**Work required**
Print all of the data exactly as written.

(Object position labeling entries)

########

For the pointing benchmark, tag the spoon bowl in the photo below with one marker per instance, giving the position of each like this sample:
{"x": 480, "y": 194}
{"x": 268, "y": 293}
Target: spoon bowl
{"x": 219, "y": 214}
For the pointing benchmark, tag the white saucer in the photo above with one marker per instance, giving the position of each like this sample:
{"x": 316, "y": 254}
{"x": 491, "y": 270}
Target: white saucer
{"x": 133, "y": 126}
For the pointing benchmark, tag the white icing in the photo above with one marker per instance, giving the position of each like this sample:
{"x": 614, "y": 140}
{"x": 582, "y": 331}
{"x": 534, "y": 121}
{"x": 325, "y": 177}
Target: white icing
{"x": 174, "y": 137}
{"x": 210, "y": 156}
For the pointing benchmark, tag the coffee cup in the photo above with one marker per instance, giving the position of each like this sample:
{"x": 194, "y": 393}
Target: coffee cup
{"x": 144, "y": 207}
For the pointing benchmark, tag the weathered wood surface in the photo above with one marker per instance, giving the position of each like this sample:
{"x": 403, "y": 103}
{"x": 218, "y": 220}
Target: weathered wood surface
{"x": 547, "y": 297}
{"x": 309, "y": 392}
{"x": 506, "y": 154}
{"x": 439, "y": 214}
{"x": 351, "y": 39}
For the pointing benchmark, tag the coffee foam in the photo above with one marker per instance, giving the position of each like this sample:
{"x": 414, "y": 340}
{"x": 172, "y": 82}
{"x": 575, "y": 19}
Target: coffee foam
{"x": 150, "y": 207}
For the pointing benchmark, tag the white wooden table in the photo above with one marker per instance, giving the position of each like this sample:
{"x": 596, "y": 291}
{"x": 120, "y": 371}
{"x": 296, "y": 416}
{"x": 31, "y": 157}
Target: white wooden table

########

**Answer to the task**
For the pointing benchmark, tag the spoon bowl in the photo below with one marker per instance, giving the position of each like this sample:
{"x": 480, "y": 194}
{"x": 268, "y": 293}
Target: spoon bowl
{"x": 219, "y": 214}
For the pointing benchmark, tag the white saucer in the photo above with one marker per instance, giving the position of each like this sample:
{"x": 316, "y": 254}
{"x": 491, "y": 270}
Target: white saucer
{"x": 133, "y": 126}
For the pointing benchmark, tag the white icing in the photo above with one marker per instance, giving the position of each like this sample:
{"x": 614, "y": 140}
{"x": 582, "y": 331}
{"x": 534, "y": 121}
{"x": 325, "y": 177}
Target: white icing
{"x": 174, "y": 137}
{"x": 210, "y": 156}
For the pointing benchmark, tag the coffee cup in the photo above with one marker per instance, giving the position of each like this sample:
{"x": 194, "y": 393}
Target: coffee cup
{"x": 144, "y": 207}
For the pointing benchmark, tag the weathered wood surface in the photo above with one marker per instance, giving the position of each like this sample:
{"x": 403, "y": 103}
{"x": 218, "y": 220}
Target: weathered wood surface
{"x": 547, "y": 297}
{"x": 309, "y": 392}
{"x": 506, "y": 154}
{"x": 439, "y": 214}
{"x": 351, "y": 39}
For the pointing benchmark, tag the coffee foam in the photo above with one marker per instance, giving the position of each like this sample:
{"x": 414, "y": 340}
{"x": 172, "y": 82}
{"x": 575, "y": 19}
Target: coffee foam
{"x": 150, "y": 207}
For the pointing benchmark, tag the white wooden table in the photo above with one marker per instance, giving the position of each like this sample:
{"x": 596, "y": 291}
{"x": 120, "y": 371}
{"x": 296, "y": 416}
{"x": 31, "y": 157}
Target: white wooden table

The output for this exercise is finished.